GOAL:
State only the number of lines in the records that contain the word "provide", counting a line only when its letters match in case.

GIVEN ENTRIES:
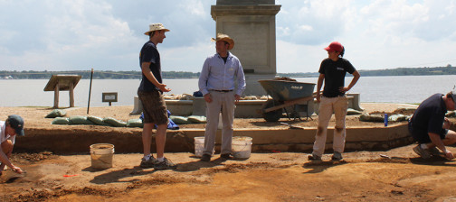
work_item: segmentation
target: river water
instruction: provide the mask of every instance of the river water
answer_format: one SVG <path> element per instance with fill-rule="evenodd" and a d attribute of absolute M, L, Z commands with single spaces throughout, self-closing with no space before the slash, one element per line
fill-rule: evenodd
<path fill-rule="evenodd" d="M 346 86 L 351 81 L 346 78 Z M 317 83 L 318 78 L 299 78 L 298 81 Z M 0 79 L 0 106 L 52 106 L 53 91 L 44 92 L 47 79 Z M 137 96 L 139 79 L 94 79 L 90 106 L 106 106 L 101 102 L 103 92 L 118 92 L 118 102 L 112 106 L 131 106 Z M 197 78 L 164 79 L 172 89 L 168 94 L 193 94 L 198 90 Z M 420 103 L 434 93 L 447 93 L 456 85 L 456 75 L 361 77 L 349 91 L 359 93 L 361 102 Z M 81 79 L 74 88 L 75 106 L 87 106 L 90 80 Z M 60 92 L 59 106 L 69 106 L 68 91 Z"/>

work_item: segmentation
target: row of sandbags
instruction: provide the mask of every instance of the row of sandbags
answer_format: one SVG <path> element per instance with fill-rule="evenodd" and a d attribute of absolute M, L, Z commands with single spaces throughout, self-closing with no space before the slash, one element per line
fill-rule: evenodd
<path fill-rule="evenodd" d="M 63 117 L 66 114 L 65 110 L 54 109 L 45 117 L 53 118 L 51 123 L 52 124 L 94 124 L 113 127 L 143 127 L 142 120 L 139 118 L 124 122 L 112 117 L 100 118 L 94 115 L 71 115 L 70 117 Z"/>
<path fill-rule="evenodd" d="M 410 119 L 410 115 L 392 115 L 388 116 L 388 122 L 404 122 L 408 121 Z M 385 115 L 369 115 L 367 113 L 364 113 L 359 116 L 359 121 L 362 122 L 385 122 Z"/>
<path fill-rule="evenodd" d="M 94 115 L 71 115 L 70 117 L 56 117 L 52 124 L 94 124 L 113 127 L 143 127 L 142 120 L 130 119 L 128 122 L 118 120 L 112 117 L 100 118 Z"/>

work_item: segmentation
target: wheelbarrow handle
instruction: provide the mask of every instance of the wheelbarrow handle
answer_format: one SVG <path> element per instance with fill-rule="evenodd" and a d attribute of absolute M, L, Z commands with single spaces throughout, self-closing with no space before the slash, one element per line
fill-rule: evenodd
<path fill-rule="evenodd" d="M 272 111 L 275 111 L 275 110 L 278 110 L 278 109 L 281 109 L 281 108 L 284 108 L 284 107 L 287 107 L 287 106 L 290 106 L 296 105 L 297 103 L 305 102 L 305 101 L 309 101 L 309 100 L 313 100 L 314 97 L 315 97 L 314 96 L 311 96 L 301 97 L 301 98 L 298 98 L 298 99 L 294 99 L 294 100 L 290 100 L 290 101 L 287 101 L 285 104 L 282 104 L 282 105 L 280 105 L 280 106 L 272 106 L 271 108 L 264 109 L 263 112 L 264 113 L 272 112 Z"/>

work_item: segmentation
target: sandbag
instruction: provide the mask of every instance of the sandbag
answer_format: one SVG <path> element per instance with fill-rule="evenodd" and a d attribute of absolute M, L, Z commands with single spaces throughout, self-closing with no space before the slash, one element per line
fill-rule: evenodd
<path fill-rule="evenodd" d="M 89 121 L 92 122 L 93 124 L 95 124 L 96 125 L 105 125 L 105 126 L 109 125 L 109 124 L 104 123 L 102 118 L 98 117 L 98 116 L 89 115 L 89 116 L 87 116 L 87 119 Z"/>
<path fill-rule="evenodd" d="M 383 123 L 385 121 L 385 118 L 381 115 L 369 115 L 367 113 L 365 113 L 359 116 L 359 121 Z"/>
<path fill-rule="evenodd" d="M 70 120 L 65 117 L 56 117 L 52 120 L 51 124 L 70 124 Z"/>
<path fill-rule="evenodd" d="M 190 116 L 188 116 L 188 121 L 195 123 L 195 124 L 207 123 L 206 117 L 204 115 L 190 115 Z"/>
<path fill-rule="evenodd" d="M 108 124 L 112 125 L 114 127 L 125 127 L 125 126 L 127 126 L 127 123 L 125 123 L 124 121 L 117 120 L 117 119 L 112 118 L 112 117 L 103 118 L 103 122 L 105 124 Z"/>
<path fill-rule="evenodd" d="M 388 122 L 404 122 L 407 121 L 407 117 L 404 115 L 393 115 L 388 117 Z"/>
<path fill-rule="evenodd" d="M 92 122 L 87 119 L 87 116 L 83 115 L 71 115 L 69 120 L 70 124 L 93 124 Z"/>
<path fill-rule="evenodd" d="M 361 111 L 357 111 L 357 110 L 355 110 L 355 109 L 352 109 L 352 108 L 348 108 L 347 110 L 347 115 L 362 115 L 363 112 Z"/>
<path fill-rule="evenodd" d="M 450 111 L 445 115 L 445 117 L 456 117 L 456 112 Z"/>
<path fill-rule="evenodd" d="M 62 109 L 54 109 L 51 113 L 49 113 L 45 118 L 55 118 L 55 117 L 62 117 L 66 115 L 65 110 Z"/>
<path fill-rule="evenodd" d="M 192 122 L 189 121 L 187 117 L 184 117 L 184 116 L 170 115 L 169 119 L 171 119 L 176 124 L 192 124 Z"/>
<path fill-rule="evenodd" d="M 130 119 L 127 121 L 127 127 L 143 127 L 143 123 L 140 118 Z"/>

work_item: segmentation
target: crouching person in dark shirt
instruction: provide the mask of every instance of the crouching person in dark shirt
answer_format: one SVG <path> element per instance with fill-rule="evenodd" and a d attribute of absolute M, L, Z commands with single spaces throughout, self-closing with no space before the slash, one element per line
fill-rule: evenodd
<path fill-rule="evenodd" d="M 451 123 L 445 117 L 448 110 L 454 110 L 456 95 L 434 94 L 423 101 L 409 122 L 409 132 L 418 145 L 413 152 L 423 159 L 440 155 L 440 149 L 444 156 L 451 160 L 454 156 L 445 145 L 456 142 L 456 132 L 449 130 Z M 438 149 L 437 149 L 438 148 Z"/>

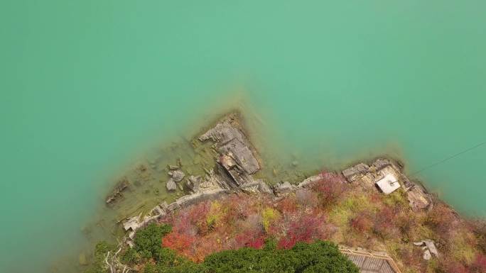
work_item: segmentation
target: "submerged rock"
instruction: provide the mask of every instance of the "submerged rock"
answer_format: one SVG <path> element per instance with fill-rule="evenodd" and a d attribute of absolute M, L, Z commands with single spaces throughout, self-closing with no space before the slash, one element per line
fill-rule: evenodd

CORRECT OUTPUT:
6